Task: Reproduce every one of the records below word for word.

start Data entries

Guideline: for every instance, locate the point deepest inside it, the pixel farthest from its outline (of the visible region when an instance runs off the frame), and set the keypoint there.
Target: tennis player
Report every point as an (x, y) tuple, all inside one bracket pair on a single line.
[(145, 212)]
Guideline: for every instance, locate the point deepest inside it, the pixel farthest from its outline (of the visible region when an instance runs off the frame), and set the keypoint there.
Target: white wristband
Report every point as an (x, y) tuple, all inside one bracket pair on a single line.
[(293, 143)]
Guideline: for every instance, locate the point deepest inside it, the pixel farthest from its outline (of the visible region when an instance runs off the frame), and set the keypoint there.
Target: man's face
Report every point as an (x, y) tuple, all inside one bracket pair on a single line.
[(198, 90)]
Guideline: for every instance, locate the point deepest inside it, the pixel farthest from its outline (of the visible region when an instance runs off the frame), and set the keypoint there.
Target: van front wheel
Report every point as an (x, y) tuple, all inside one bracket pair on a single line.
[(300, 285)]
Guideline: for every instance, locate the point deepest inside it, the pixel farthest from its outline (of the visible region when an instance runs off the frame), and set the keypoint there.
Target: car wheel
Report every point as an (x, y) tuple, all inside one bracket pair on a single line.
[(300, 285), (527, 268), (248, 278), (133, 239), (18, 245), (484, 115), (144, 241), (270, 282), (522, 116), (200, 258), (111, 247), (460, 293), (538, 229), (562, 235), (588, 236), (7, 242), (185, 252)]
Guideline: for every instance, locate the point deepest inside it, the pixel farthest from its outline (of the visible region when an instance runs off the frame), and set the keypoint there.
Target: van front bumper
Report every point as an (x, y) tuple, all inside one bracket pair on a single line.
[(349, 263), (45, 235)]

end Data entries

Result for this exercise:
Guideline: for every instance, locate the point deepest inside it, the pixel farthest from its outline (of the visible region when an instance runs off the frame), and set the keypoint there.
Target: tennis player
Report every point as an (x, y) tuple, all inside one bracket pair on a single line.
[(145, 212)]
Guideline: for every instance, locate the point deepest inside it, the pixel farthest from its outline (of the visible region when an instance runs off the frame), and set the keypoint there.
Target: white wristband
Report every point as an (x, y) tuple, all inside one bracket pair on a single line.
[(293, 143)]
Guideline: for every instance, locate the point deepest inside it, the pixel farthest from its outline (of the visible region when an instance runs off the frame), and set the keypoint there.
Target: man's face
Report every point as an (x, y) tuple, all inside one bracket pair on a single line.
[(198, 90)]
Guideline: for every instance, locate the point deepest inside it, the pixel farthest from its outline (of the visible region when an instance runs off the frame), and set the keypoint there.
Target: van front wheel
Report every point as an (x, y) tuple, all inside one bracket pair on a single line.
[(300, 285)]
Guideline: for every instance, locate the point deepest inside it, the pixel farthest from its outline (of the visible region when an instance runs off the frame), and set the keypoint there.
Target: car wheel
Report every point as an (x, y) tuple, all inside one bracket pair on a single line.
[(300, 285), (527, 268), (248, 278), (133, 239), (18, 245), (484, 115), (144, 241), (270, 282), (522, 116), (200, 258), (111, 247), (460, 293), (538, 229), (562, 235), (588, 236), (7, 242), (185, 252)]
Guideline: for every instance, locate the point deepest inside it, the pixel farthest from its outline (of the visible region when an instance runs off the frame), and set the keypoint there.
Target: van front bumper
Report every point as an (x, y) tuple, all inside one bracket pair on a single line.
[(349, 263), (45, 235)]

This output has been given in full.